> _PROBLEM DETAILS_
In the data that follows, find the line with "Mark every instance of the pink"; transcribe it, every later line up to the one with "Mark every instance of the name", and that line as well, exactly and with no others.

> _RECORDS FOR THIS TASK_
★ ★ ★

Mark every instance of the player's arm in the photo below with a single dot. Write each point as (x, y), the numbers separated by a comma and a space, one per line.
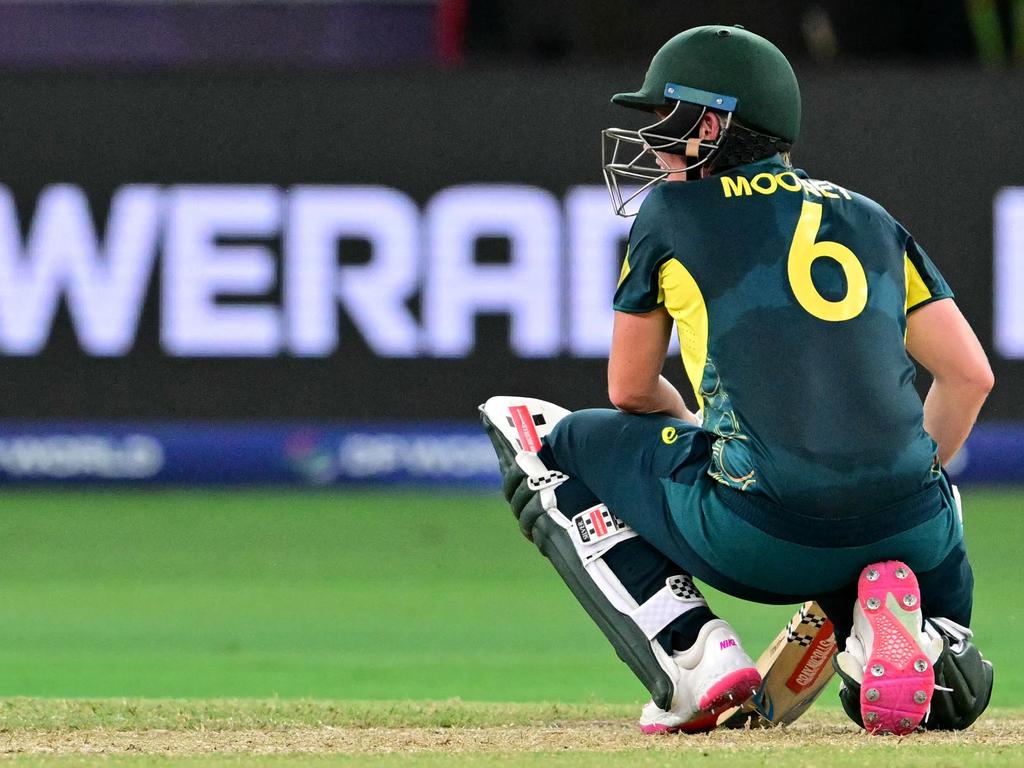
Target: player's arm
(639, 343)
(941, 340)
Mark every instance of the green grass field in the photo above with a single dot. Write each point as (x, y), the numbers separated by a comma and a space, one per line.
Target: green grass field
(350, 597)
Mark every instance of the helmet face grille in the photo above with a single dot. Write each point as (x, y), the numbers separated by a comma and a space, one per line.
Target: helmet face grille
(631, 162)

★ ★ ★

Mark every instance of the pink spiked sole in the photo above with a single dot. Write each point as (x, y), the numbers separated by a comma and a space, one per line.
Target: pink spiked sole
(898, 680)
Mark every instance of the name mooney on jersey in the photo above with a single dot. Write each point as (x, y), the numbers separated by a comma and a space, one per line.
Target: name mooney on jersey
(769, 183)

★ ★ ★

> _RESULT OF THIS EXERCISE_
Mark every instance of the pink spiked sole in the photo above with a single dot. Write each point as (x, y), the numbers separated by a comma and a space, one per line.
Target: pink spiked sole
(898, 680)
Mark every instance of the name mooney on jersey in the photo above with a single dot. Write each point as (x, y), the numbers separated by a comma and a space, one per line.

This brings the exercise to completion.